** Start Material shown **

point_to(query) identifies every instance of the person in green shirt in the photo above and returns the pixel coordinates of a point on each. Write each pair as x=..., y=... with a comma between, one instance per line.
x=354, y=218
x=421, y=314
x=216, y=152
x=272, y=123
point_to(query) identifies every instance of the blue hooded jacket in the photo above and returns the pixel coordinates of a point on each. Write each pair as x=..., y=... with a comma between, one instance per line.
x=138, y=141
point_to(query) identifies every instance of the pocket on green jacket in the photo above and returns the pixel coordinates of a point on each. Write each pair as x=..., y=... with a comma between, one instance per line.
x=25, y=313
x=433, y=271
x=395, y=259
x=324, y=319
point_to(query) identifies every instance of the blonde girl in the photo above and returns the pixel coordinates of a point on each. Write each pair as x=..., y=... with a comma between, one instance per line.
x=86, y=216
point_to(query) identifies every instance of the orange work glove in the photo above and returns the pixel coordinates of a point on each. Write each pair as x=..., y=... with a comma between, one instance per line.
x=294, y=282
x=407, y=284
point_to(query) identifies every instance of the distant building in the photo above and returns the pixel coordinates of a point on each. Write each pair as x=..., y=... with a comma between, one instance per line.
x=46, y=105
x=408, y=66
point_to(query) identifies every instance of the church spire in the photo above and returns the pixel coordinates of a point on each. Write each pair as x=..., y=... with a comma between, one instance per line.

** End Material shown **
** Start Material shown **

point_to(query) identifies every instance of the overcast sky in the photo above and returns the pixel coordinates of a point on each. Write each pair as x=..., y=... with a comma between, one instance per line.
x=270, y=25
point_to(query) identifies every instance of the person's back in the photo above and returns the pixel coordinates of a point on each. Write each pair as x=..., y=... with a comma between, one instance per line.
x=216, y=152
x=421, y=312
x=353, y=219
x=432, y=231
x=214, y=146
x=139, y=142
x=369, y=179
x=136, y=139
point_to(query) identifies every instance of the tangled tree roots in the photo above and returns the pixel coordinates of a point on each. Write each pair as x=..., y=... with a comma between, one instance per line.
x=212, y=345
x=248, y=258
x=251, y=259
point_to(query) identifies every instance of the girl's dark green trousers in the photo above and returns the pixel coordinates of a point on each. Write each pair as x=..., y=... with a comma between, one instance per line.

** End Material shown **

### Exercise objective:
Format every line of the listing from the one containing "point_to(query) identifies every instance of the blonde" down to the one containing "point_to(query) identifies every instance of the church", both included, as a Markdown table with the columns Row and Line. Number the lines in order and leave out any blank lines.

### Written solution:
| Row | Line |
|---|---|
| 1 | point_to(query) identifies every instance of the blonde girl in the photo above and returns the pixel coordinates of a point on each. Write each pair as x=..., y=... with a comma between, one instance per line. |
| 2 | x=86, y=216 |
| 3 | point_to(query) identifies every instance of the orange work glove in the photo above and returns the pixel coordinates of a point on each. Write each pair as x=..., y=... with a comma between, one instance per line. |
| 4 | x=294, y=282 |
| 5 | x=407, y=284 |
| 6 | point_to(query) identifies every instance of the distant building in the photo above and returns the pixel coordinates of a point on each. Write each pair as x=..., y=... with a comma between, one instance per line. |
| 7 | x=46, y=105 |
| 8 | x=408, y=66 |
| 9 | point_to(query) identifies every instance of the church spire in the photo above and returns the pixel coordinates of a point on each. Write each pair as x=..., y=... with a comma between, one instance per line. |